QUOTED PASSAGE:
Barristers declare they won’t prosecute climate activists or work for companies involved in new fossil fuel projects – and may face disciplinary action as a result
Katie Hill - Editor-in-Chief, My Green Pod
The statue of Lady Justice, holding a sword and weighing scales, located on top of the Central Criminal Court (Old Bailey) in London

The director of Good Law Project, Jolyon Maugham, is supporting action by over 100 leading lawyers who say they are no longer prepared to work for companies embarking on new fossil fuel projects or get involved in the prosecution of climate protestors.

The lawyers will hand over what they’re calling the ‘Lawyers’ Declaration of Conscience’ to the Bar Standards Board today (29 March).

Their action means they are breaking a professional code of conduct and could risk disciplinary action or be fined. 

Lawyers take a stand

The stance reflects mounting concern across the legal profession about the ongoing imprisonment of peaceful protestors, some of whom have been jailed just for talking about climate change at their trials.

The lawyers who have signed the declaration are setting themselves at odds with professional regulations which require barristers to take on legal cases even if they consider them to be ‘objectionable’ (a principle sometimes referred to as the ‘cab-rank rule’).

‘We should not be forced to work for the law’s wrongful ends by helping deliver new fossil fuel projects. We should not be forced to prosecute our brave friends whose conduct, protesting against the destruction of the planet, the law wrongly criminalises. We think it’s important to say this and say it clearly.’

Director of Good Law Project

Fossil fuels and law firms

The UK legal profession, taken as a whole, plays a major role in supporting companies involved in the fossil fuel economy.

Research carried out by young lawyers in the US revealed that London law firms are some of the worst offenders in terms of facilitating fossil fuel transactions, while the NGO Carbon Tracker estimates the City of London as a whole supports at least 15% of global carbon emissions.
The declaration states that those who peacefully protest against the climate crisis should not be treated as criminals: on just one day last year, more than 50 peaceful climate protestors were jailed in the UK.

‘I live on planet earth but I do not own it. I see myself as a custodian whose good fortune and responsibility is to represent its interests and those of fellow guardians; not those who seek to exploit its resources for profit or oppress the voice of the protectors.’

WHAT YOU WILL DO: Summarize the article above about lawyers refusing fossil fuel and protest prosecution work in two sentences.

EXCERPTED RECORDS:

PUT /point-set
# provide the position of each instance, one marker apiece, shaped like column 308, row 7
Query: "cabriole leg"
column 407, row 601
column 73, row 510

WRITTEN SOLUTION: More than 100 leading lawyers, backed by Good Law Project director Jolyon Maugham, say they will no longer work for companies embarking on new fossil fuel projects or help prosecute climate protestors, and they are handing a "Lawyers' Declaration of Conscience" to the Bar Standards Board on 29 March. Their stance reflects mounting concern over the imprisonment of peaceful protestors, but it breaks a professional code requiring barristers to take on cases they find objectionable, so they could face disciplinary action or fines.